*WHAT YOU SHOULD DO*
Give every row below as a Markdown table with the columns Number and Text, numbering each row and skipping blank lines. Leave the pictures out.
----- RAW DATA
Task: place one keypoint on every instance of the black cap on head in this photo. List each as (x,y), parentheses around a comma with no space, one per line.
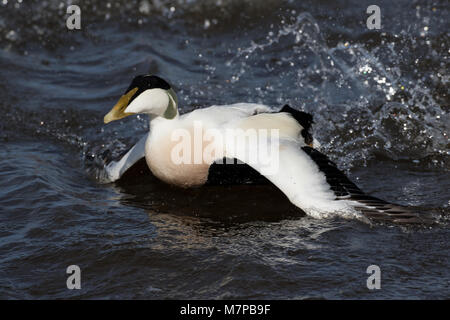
(145,82)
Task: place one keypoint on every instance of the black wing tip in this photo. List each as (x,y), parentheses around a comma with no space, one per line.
(305,119)
(371,207)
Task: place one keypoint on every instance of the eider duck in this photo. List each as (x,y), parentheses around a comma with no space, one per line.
(196,148)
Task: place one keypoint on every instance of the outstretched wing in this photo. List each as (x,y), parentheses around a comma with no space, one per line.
(371,207)
(116,169)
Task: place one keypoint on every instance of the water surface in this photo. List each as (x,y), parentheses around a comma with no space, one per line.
(381,110)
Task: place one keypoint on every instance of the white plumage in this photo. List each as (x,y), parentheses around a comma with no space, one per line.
(309,180)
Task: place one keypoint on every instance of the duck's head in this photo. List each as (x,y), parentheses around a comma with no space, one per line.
(146,94)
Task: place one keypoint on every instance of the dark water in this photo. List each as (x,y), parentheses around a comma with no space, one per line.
(381,108)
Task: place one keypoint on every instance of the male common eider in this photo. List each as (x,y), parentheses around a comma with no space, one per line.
(193,149)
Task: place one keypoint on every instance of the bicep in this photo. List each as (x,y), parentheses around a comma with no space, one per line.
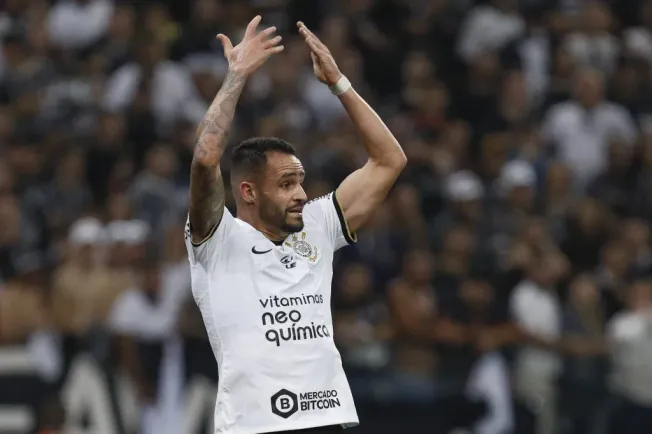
(207,198)
(362,192)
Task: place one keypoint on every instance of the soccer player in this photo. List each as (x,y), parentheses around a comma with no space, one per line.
(262,280)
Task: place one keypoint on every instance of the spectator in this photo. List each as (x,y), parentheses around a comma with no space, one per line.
(628,335)
(537,310)
(581,130)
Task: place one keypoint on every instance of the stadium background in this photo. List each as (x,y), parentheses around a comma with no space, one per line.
(503,286)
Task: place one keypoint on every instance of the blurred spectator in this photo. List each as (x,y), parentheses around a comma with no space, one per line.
(538,312)
(511,258)
(629,336)
(581,130)
(76,24)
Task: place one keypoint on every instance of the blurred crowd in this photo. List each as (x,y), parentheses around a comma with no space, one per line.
(518,237)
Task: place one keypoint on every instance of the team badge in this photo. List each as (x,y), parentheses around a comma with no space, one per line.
(302,248)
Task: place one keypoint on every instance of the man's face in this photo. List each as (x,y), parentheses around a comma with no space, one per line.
(589,89)
(281,197)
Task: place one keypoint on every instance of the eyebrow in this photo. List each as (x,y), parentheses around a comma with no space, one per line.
(298,173)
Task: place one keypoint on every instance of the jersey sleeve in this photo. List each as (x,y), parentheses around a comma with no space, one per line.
(206,251)
(326,211)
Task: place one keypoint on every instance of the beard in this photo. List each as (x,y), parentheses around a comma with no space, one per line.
(279,218)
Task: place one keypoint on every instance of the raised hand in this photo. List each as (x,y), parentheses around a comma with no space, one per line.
(253,50)
(323,64)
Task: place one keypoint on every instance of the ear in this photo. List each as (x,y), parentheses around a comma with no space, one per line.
(247,192)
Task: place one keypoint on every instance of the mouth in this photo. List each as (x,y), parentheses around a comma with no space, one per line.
(296,211)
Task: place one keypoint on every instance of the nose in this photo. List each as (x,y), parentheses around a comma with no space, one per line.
(300,195)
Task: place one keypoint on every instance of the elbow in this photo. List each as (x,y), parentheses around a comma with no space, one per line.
(394,161)
(401,161)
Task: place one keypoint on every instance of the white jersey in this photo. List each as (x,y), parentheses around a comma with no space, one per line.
(266,309)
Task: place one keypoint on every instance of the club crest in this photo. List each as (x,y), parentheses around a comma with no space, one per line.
(303,248)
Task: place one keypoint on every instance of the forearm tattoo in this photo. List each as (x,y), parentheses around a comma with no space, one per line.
(206,185)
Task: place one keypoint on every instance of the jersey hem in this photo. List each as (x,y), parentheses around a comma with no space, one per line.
(210,234)
(348,423)
(351,238)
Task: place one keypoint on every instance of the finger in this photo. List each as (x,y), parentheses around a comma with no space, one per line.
(273,42)
(265,34)
(307,34)
(226,43)
(252,26)
(314,48)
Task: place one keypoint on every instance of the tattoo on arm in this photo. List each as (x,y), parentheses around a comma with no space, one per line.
(206,186)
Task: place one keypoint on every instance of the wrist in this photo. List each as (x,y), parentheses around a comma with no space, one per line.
(340,86)
(237,72)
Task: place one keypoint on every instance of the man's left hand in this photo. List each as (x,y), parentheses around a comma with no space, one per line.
(323,64)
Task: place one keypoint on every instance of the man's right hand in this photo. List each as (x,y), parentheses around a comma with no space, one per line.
(254,49)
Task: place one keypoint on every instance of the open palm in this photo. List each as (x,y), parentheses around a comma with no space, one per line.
(254,49)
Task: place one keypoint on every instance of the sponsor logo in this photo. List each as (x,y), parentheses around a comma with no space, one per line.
(282,319)
(286,403)
(302,248)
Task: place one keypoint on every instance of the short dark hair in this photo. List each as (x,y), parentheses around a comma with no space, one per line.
(250,156)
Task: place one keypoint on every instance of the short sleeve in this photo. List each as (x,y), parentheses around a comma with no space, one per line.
(205,252)
(326,211)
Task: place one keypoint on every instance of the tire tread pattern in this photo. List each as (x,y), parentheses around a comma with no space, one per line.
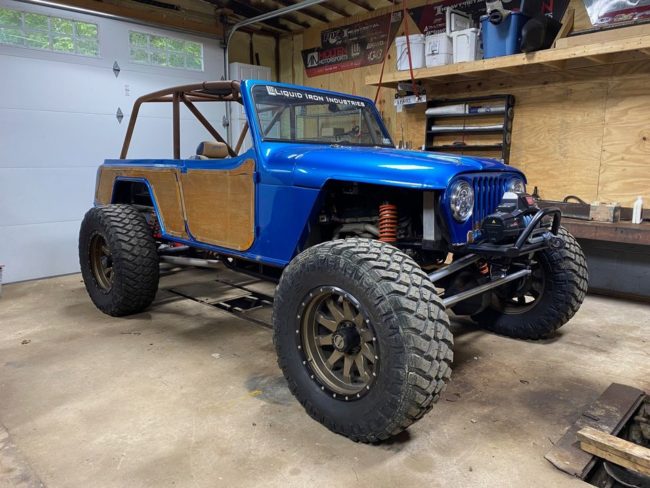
(135,259)
(570,281)
(409,306)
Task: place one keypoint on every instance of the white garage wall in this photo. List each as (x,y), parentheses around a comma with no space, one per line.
(57,124)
----------
*IN RESPONSE*
| Number | Text |
|---|---|
| 1 | Task: place one keypoint on every instance of the black cap on head in this photo. List each as (x,y), parentheses around a comma with no space, one per line. |
| 2 | (145,82) |
| 3 | Task: place one keypoint on every instance of the black wing tip in this photo. List each as (x,y), parentheses around a comma with no space, one per line. |
| 4 | (305,119) |
| 5 | (371,207) |
| 6 | Task: place one keypoint on every instance of the eider duck in this photo. List each as (x,y), parentheses around a comma with no space, one per line. |
| 7 | (196,148) |
| 8 | Task: place one keypoint on every instance of the outstretched wing in this photo. List each as (x,y), parentheses around a comma with no space, one per line. |
| 9 | (371,207) |
| 10 | (116,169) |
| 11 | Task: place one keypoint on every instance of the water surface in this photo. List each as (x,y), parentheses around a comma with no space, one per line. |
| 12 | (381,110) |
| 13 | Task: place one keypoint on every instance of the white plumage in this photo. List each as (x,y), parentheses around a comma with no space, one per line. |
| 14 | (309,180) |
| 15 | Task: place one keypoint on every instance of the duck's head in this photo. List each as (x,y), parentheses around a comma with no space, one per line. |
| 16 | (146,94) |
| 17 | Task: place one keypoint on every instance of the dark water in this photo. List each as (x,y), parentheses around a comma with no space, one per line. |
| 18 | (381,108) |
| 19 | Task: place one keypoint on every instance of the male common eider in this photo. List each as (x,y), parentheses around a comma with no space, one per line. |
| 20 | (193,149) |
| 21 | Task: place one keypoint on every instance of the bicep in this photo. List each as (x,y), parentheses around a comma with no space, one per line. |
| 22 | (207,198) |
| 23 | (362,192) |
| 24 | Task: place one keypoint on every instance of the soccer player in this photo. List each as (x,y), parentheses around a comma with no space, one per line. |
| 25 | (262,280) |
| 26 | Task: place one keypoint on every instance of the spectator in this photo. List each as (x,y), parentheses around a comma with no space, one per line. |
| 27 | (628,335) |
| 28 | (537,310) |
| 29 | (581,130) |
| 30 | Task: place one keypoint on every instance of the stadium background in this photo. List each as (x,y), parentheses around a comma with no space, one per line. |
| 31 | (503,286) |
| 32 | Task: place one keypoint on every instance of the blurred spectator in this photo. List each as (x,y), parentheses around a comma with no space, one per line. |
| 33 | (538,312) |
| 34 | (511,258) |
| 35 | (629,336) |
| 36 | (581,130) |
| 37 | (76,24) |
| 38 | Task: place one keypoint on every instance of the blurred crowd in this photo. List each as (x,y), parentheses around a comma with no space, one per line. |
| 39 | (518,237) |
| 40 | Task: place one keypoint on every instance of the team badge in this photo. List each as (x,y), parentheses around a comma with no space, one per line. |
| 41 | (302,248) |
| 42 | Task: place one keypoint on every instance of the man's face in this photo. List each as (x,y), parentheses around a comma with no space, one per line. |
| 43 | (589,89) |
| 44 | (281,197) |
| 45 | Task: place one keypoint on every instance of the eyebrow in this photo. List each as (x,y), parentheses around a comma with no space, one per line. |
| 46 | (298,173) |
| 47 | Task: place one keypoint on every instance of the jersey sleeve in this photo. List each as (x,y), parentheses around a comma with no space, one per line. |
| 48 | (206,251) |
| 49 | (326,211) |
| 50 | Task: place one keypoint on every instance of the beard in this photo. List each as (x,y), parentheses around a comma with no space, one per line. |
| 51 | (279,218) |
| 52 | Task: place one keypoint on every instance of the raised hand in this photo. List each as (x,y), parentheses around a comma with no space, one per line. |
| 53 | (253,50) |
| 54 | (323,64) |
| 55 | Task: place one keypoint on every instance of the ear in this photo. List each as (x,y), parentheses around a comma with no space, one per line. |
| 56 | (247,192) |
| 57 | Task: place one keypoint on every instance of the mouth in this photo. List each as (x,y), parentheses around a comma with no space, one per line. |
| 58 | (296,211) |
| 59 | Task: place one keypoint on every instance of the nose in this photo. List each as (x,y), parentheses around a comma with no space, one per line. |
| 60 | (300,195) |
| 61 | Task: place one keypoint on every instance of the elbow in this photo. List each as (x,y), parentheses around a comma with no space, one per line. |
| 62 | (394,161) |
| 63 | (401,161) |
| 64 | Task: place one keypoint on every instance of the white jersey in this photo. List each as (x,y), parentheses around a comma with no space, one per line. |
| 65 | (266,309) |
| 66 | Task: place one keypoint on every instance of the club crest in this photo. List each as (x,y), parentheses around a comma with no space, one per line. |
| 67 | (303,248) |
| 68 | Task: place one keypoint on every instance of the forearm tattoo in this photo. List each as (x,y), parentheses around a comma with no space, one per line. |
| 69 | (206,185) |
| 70 | Task: place one keypoint on every instance of the jersey hem in this photo. List each as (x,y), parentheses around a comma with no space, one per line. |
| 71 | (210,234) |
| 72 | (348,423) |
| 73 | (351,238) |
| 74 | Task: place one keypoint on every instance of the finger in this photo. List each as (x,y), parentheses around a comma with no space, one per line. |
| 75 | (273,42) |
| 76 | (265,34) |
| 77 | (307,34) |
| 78 | (226,43) |
| 79 | (252,26) |
| 80 | (314,48) |
| 81 | Task: place one keypoint on every instance of the tattoo on arm in this photo. List each as (x,y), parentheses around a comma with no space, one per line. |
| 82 | (206,186) |
| 83 | Task: place one keypoint on every instance of the wrist in this photo. List each as (x,y), parentheses around a comma with no space, one per line. |
| 84 | (340,86) |
| 85 | (237,72) |
| 86 | Task: place one keypoint on every instance of the man's left hand in this photo. List each as (x,y), parentheses around a comma with no space, one per line. |
| 87 | (323,64) |
| 88 | Task: place one keypoint on every instance of the man's right hand in this photo. List each as (x,y), parentheses around a comma with no space, one per line. |
| 89 | (254,49) |
| 90 | Task: place one keypoint on every instance of the open palm in this photo. List each as (x,y), parentheses around a comma with no space, one per line. |
| 91 | (254,49) |
| 92 | Task: place one keypoint on every instance of the sponsor logo in this photo. List each as (x,y), parentheses around a comma with no space, one per line. |
| 93 | (282,319) |
| 94 | (286,403) |
| 95 | (302,248) |
| 96 | Task: place one keypoint on every instance of the short dark hair in this photo. List each as (x,y), parentheses around a comma with no space, one per line. |
| 97 | (250,156) |
| 98 | Task: place one keypoint on every instance of the short sleeve in this photo. List each as (x,y), parentheses around a comma with no space, one per line. |
| 99 | (205,252) |
| 100 | (326,211) |
| 101 | Task: place one keypoint on every instance of the tire tread pattern in this photo. List each as (x,y), parentheses around a comma with no space, one per line. |
| 102 | (135,259) |
| 103 | (570,281) |
| 104 | (409,306) |
| 105 | Task: place one keypoint on every instance of the white garage wall in this photo. List each as (x,y), parentheses around a comma with no space, one per line. |
| 106 | (57,124) |